Pour Man: Warm up to big beers in cold days of winter
by Michael austin February 7, 2012 10:56AM
Seek out a big beer such as a barley wine or brown ale, but take it slow. They are meant to be sipped and savored.
BIG BEERS TO TRY
Alpha King,
Robert the Bruce
Anchor Brewing Co., Old Foghorn
Goose Island, King Henry
McChouffe Revolution Brewing Co., Fair Warning
Shmaltz, He’Brew Jewbelation
Sierra Nevada, Bigfoot Ale
The Lost Abbey, Lost & Found
Article Extras
Updated: March 9, 2012 8:03AM
It’s time to go big with your beer. Wrap up in a scarf and trudge out through the cruelest weather of the year in search of big, flavorful, potent, warming beers.
There is a time for crisp lagers and refreshing, low-alcohol ales. But at this time of year I’d much rather have a baked potato than a strawberry, and my beer choices usually align with my food choices. A big ol’ barley wine is the last thing I want to drink in August, but I had one the other night, a Sierra Nevada Bigfoot Ale, and it was beautiful, full of malty sweetness but balanced by pleasant, bitter hops.
Goose Island’s King Henry is another cold weather soother, a barley wine aged in Bourbon barrels and slowly offering up rich flavors of caramel, toffee and oak. The best pairing I can think of with a glass of that brew? A crackling wood fire. But if you must pair food with it, try some meat grilled on that fire, or some blue cheese. Skip the salad.
Barley wines, like Bigfoot, King Henry and Anchor Brewing Company’s legendary Old Foghorn, are beers — not wines — from first to last drop, despite their deceiving classification. Some have hints of wine flavors, and most have alcohol levels approaching or entering wine territory (8 to 15 percent), but the comparison goes no further than that. Barley wine is beer, cold weather beer, big beer.

▬▬▬▬▬▬▬▬▬▬

__Exercise instructions__:
1 – In the winter beer column, what is Goose Island's King Henry aged in?
2 – Rewrite the paragraph of the winter beer column beginning "Barley wines, like Bigfoot" as a short bulleted list that keeps its main facts.

▬▬▬▬▬▬▬▬▬▬

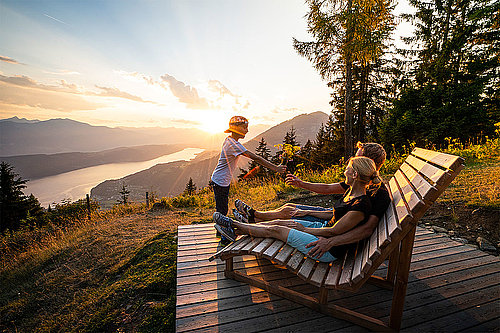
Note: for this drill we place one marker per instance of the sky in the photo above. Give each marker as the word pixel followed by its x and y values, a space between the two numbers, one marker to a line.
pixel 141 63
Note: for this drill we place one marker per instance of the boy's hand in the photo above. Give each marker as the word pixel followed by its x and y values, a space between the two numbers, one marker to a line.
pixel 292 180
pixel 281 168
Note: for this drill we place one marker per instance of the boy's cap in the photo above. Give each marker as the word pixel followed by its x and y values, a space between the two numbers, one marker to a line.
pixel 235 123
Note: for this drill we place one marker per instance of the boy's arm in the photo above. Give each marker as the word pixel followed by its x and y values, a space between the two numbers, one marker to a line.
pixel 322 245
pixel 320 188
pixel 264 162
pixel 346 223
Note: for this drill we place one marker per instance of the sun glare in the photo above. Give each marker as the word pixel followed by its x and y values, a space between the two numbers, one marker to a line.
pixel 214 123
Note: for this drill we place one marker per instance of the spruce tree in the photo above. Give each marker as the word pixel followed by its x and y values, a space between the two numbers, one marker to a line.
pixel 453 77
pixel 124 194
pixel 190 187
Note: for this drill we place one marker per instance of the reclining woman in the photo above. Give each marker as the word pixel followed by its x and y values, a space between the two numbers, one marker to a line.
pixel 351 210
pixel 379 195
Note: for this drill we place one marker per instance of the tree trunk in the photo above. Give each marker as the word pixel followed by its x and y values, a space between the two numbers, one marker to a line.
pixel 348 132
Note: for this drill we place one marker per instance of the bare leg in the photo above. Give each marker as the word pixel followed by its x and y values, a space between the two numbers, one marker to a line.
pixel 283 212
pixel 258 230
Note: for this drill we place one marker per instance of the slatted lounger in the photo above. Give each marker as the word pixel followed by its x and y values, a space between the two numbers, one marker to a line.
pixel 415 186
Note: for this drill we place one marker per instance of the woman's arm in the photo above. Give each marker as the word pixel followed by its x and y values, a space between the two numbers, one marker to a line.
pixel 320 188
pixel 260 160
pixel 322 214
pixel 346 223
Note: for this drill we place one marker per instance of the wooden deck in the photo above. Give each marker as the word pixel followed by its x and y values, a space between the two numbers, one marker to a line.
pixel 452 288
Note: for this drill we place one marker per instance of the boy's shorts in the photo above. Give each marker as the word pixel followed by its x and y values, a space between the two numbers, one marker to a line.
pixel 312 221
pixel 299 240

▬▬▬▬▬▬▬▬▬▬

__Answers to the problems__:
1 – Bourbon barrels.

2 –
- Barley wines such as Bigfoot, King Henry and Anchor Brewing Company's Old Foghorn are beers, not wines, despite the name.
- Some have hints of wine flavors.
- Most have alcohol levels approaching or entering wine territory (8 to 15 percent).
- The likeness to wine goes no further; barley wine is big, cold weather beer.